EXERCISE AIM —
Repeat exactly, and only, the lines from the one holding "In the photo above, where can the bridge" through the last line of the records below.

DATASET —

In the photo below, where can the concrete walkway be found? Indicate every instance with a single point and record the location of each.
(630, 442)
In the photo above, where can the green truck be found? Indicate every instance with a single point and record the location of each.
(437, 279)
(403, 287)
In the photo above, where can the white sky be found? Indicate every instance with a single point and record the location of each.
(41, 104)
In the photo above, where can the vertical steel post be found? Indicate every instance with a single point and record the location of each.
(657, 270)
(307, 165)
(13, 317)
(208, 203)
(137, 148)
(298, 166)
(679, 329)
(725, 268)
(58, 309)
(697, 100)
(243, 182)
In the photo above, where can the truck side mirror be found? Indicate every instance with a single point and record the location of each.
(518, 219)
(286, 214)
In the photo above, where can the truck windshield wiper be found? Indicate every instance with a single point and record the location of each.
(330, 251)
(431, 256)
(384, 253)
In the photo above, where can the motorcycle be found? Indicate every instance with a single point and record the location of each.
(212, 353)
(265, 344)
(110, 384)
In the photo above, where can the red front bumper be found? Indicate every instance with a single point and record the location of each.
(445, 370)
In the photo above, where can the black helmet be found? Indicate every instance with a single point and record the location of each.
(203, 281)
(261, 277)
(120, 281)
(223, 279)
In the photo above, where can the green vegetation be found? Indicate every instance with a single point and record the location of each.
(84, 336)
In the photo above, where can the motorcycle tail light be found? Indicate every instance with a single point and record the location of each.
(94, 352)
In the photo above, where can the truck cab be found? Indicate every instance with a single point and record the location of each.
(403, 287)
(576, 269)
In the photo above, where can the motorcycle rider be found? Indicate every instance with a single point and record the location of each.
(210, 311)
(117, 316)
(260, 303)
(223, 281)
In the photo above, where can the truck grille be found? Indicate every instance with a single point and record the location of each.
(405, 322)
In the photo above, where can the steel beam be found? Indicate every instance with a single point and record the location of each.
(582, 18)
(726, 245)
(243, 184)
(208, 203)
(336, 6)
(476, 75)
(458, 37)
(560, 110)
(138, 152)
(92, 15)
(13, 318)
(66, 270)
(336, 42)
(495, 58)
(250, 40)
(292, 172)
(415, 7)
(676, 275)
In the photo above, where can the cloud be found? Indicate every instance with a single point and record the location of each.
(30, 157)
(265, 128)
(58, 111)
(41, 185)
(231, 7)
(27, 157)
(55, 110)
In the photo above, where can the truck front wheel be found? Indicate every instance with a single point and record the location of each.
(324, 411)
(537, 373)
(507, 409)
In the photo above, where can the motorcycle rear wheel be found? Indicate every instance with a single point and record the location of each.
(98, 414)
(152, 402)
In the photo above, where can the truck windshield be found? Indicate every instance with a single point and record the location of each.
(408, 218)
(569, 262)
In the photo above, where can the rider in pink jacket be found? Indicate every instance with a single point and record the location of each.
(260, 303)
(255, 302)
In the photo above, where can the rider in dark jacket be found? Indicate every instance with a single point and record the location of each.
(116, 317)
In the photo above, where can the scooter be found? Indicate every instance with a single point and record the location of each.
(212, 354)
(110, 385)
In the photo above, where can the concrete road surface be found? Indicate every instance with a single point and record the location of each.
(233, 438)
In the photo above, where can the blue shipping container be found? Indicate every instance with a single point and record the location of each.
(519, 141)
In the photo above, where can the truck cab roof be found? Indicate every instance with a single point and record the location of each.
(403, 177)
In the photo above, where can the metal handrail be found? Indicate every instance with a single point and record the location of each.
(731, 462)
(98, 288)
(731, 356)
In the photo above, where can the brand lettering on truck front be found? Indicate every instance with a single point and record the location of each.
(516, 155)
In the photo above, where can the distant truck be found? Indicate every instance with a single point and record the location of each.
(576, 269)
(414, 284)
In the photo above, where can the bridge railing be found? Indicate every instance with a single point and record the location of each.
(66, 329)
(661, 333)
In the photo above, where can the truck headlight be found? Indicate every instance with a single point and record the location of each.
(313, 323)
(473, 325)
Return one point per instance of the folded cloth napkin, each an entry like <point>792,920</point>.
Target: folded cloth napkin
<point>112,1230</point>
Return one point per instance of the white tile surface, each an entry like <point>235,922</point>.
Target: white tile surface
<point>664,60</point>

RESULT BELOW —
In the photo above, where can the bridge railing be found? Indicate every instance with a single point and record the location of each.
(66, 329)
(661, 333)
In the photo above, where can the truck headlight be found? Indicate every instance with a single point and record the location of each.
(313, 323)
(473, 325)
Return one point per instance of the folded cloth napkin, each an entry like <point>792,920</point>.
Target: folded cloth napkin
<point>112,1230</point>
Return one point per instance of the white tile surface, each an entry like <point>235,922</point>.
Target: white tile surface
<point>664,60</point>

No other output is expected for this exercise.